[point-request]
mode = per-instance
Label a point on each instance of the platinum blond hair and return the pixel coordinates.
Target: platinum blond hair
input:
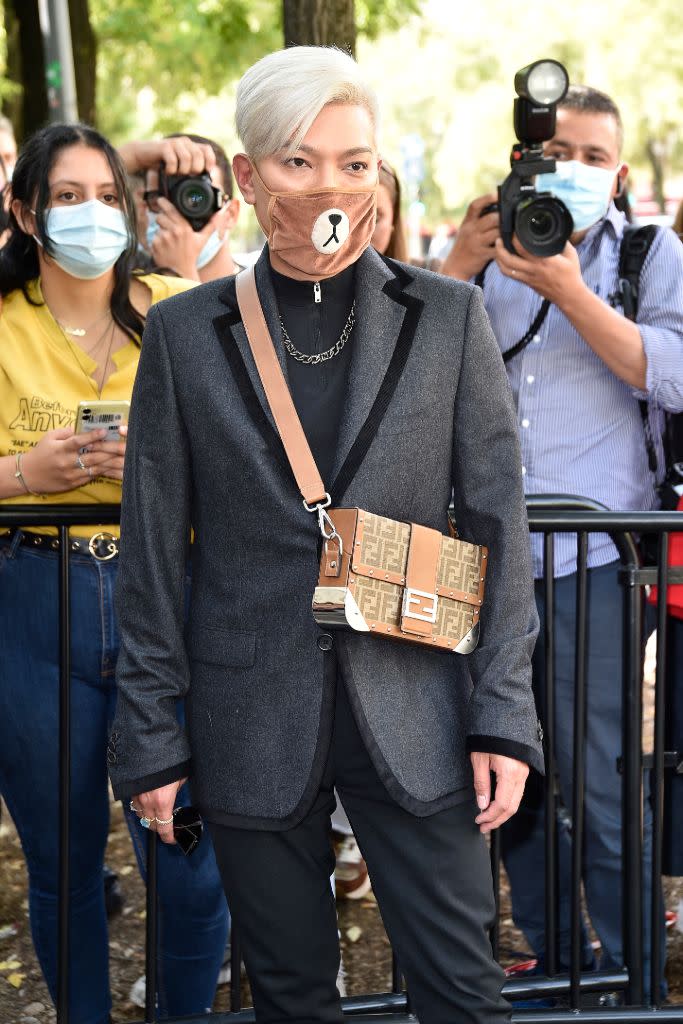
★ ★ ★ ★ ★ ★ ★
_THE TASK_
Copy the rows above word for word, and leave the pictures out of your copy.

_ANSWER TO THIS TASK_
[point-request]
mode = per-instance
Label a point on each instance of the platinum blond hair and return the pixel coordinates.
Target: platinum blond hair
input:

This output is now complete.